(Task requirements):
Output each entry that follows exactly. Images stay out.

(Provided data):
════════════════

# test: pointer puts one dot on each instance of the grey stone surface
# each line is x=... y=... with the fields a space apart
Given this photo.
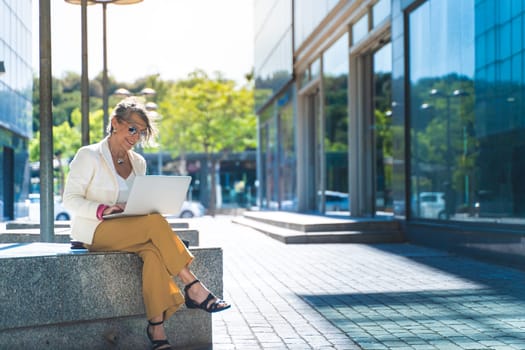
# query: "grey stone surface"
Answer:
x=52 y=298
x=23 y=224
x=192 y=236
x=301 y=229
x=62 y=235
x=27 y=235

════════════════

(The response):
# test: pointer puts one dot on each instance of the grey stone surface
# each line is x=... y=... with the fields a space apart
Given this photo.
# query: "grey stone surface"
Answer:
x=52 y=298
x=23 y=224
x=192 y=236
x=301 y=229
x=62 y=235
x=27 y=235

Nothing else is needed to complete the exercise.